* Extrait de la page
--------

Le 68 Grande Rue à Besançon abrite un trésor caché pour les amateurs de joaillerie : l’atelier de Bijouterie Joaillerie de Nathalie Bonnemaille.

Passionnée par son métier et par la création, elle a officié pendant 16 ans au 65 rue des Granges avant de déménager en 2022. Elle exprime sa fascination pour la joaillerie, un métier qui lui permet de se réinventer constamment, en trouvant sa source d’inspiration dans sa capacité à toujours vouloir innover et s’émerveiller.

Que ce soit dans ses créations personnelles ou les créations sur-mesure qu’elle réalise pour ses clients, elle met en œuvre une véritable expertise technique et un sens aiguisé de la création.

Nathalie Bonnemaille crée des pièces uniques qui racontent l’ouverture, le rapport à la nature et l’évolution de notre société, qui reflètent la métamorphose de la matière au fil du temps, comme le bois fossilisé et opalisé.

La transformation de la matière, fruit de millions d’années d’évolution est l’un de ses sujets de prédilection. Son travail est également le résultat d’une profonde réflexion sur l’art et sur le contexte sociétal en corrélation avec le mouvement déconstructiviste. C’est dans son nouvel atelier de la Grande Rue que nous l’avons rencontrée. Un nouvel espace fonctionnel et lumineux, un bel écrin pour recevoir ses clients et mettre en valeur ses créations !

Comment devient-on bijoutière joaillière ? Est-ce une envie de fabriquer des bijoux depuis toujours ou est-ce une fibre créatrice qui trouve son chemin au gré du hasard ?

Je ne connaissais pas la joaillerie… En fait, j’avais trois critères : je voulais faire quelque chose de manuel, de minutieux et d’artistique.

Donc ça aurait pu être de l’horlogerie ? Ou n’importe quel métier d’art ?

Non, pas vraiment. De l’ébénisterie peut-être. De la sculpture pourquoi pas ?

Il y a donc l’envie de faire un métier manuel, minutieux et artistique. Et vous arrivez à la bijouterie joaillerie par hasard ?

--------

* Consigne
Recopiez mot pour mot le passage de l'article sur l'atelier de joaillerie, depuis « Passionnée par son » jusqu'à « innover et s’émerveiller. » inclus.

--------

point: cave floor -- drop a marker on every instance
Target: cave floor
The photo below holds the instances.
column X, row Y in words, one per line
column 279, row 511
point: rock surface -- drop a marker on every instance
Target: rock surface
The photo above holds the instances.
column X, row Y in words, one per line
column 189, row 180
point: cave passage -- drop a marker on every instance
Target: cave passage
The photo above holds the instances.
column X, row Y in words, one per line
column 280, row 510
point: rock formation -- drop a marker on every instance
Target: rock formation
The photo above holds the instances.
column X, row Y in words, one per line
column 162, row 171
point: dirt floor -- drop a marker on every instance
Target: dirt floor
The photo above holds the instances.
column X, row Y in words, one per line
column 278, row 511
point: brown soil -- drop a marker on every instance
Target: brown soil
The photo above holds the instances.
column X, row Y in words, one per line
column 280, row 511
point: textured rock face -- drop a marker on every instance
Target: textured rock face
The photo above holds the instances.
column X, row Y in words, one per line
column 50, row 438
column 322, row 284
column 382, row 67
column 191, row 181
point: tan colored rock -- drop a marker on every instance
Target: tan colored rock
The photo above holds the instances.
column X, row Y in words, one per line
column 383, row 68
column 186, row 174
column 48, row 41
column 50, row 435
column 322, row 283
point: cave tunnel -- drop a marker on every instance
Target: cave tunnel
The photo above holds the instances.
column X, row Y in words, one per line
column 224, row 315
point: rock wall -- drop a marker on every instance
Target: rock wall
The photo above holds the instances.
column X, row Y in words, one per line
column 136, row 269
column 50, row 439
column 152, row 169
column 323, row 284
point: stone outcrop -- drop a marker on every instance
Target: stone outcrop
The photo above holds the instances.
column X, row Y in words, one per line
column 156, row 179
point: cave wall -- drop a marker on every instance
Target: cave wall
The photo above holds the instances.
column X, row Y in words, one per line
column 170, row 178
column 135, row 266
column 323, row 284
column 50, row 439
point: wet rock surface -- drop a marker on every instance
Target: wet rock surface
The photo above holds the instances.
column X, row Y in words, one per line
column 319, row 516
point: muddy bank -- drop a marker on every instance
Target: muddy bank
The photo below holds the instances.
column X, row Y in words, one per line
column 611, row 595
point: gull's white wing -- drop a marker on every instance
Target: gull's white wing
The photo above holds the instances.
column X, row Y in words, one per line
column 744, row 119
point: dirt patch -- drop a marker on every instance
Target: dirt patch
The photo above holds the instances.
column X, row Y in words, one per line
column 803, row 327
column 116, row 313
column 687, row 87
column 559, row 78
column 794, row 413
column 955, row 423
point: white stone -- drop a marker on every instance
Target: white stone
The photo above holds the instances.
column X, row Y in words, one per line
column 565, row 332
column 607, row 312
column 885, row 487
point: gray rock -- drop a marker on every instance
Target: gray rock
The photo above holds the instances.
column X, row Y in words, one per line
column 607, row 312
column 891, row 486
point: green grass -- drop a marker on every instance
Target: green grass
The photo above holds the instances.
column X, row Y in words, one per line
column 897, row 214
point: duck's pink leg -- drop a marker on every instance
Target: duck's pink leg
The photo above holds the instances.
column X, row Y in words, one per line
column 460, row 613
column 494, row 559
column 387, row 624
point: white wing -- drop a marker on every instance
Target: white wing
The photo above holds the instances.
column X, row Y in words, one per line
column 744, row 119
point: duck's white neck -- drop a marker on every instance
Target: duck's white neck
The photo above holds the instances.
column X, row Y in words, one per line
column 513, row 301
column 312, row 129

--------

* Réponse attendue
Passionnée par son métier et par la création, elle a officié pendant 16 ans au 65 rue des Granges avant de déménager en 2022. Elle exprime sa fascination pour la joaillerie, un métier qui lui permet de se réinventer constamment, en trouvant sa source d’inspiration dans sa capacité à toujours vouloir innover et s’émerveiller.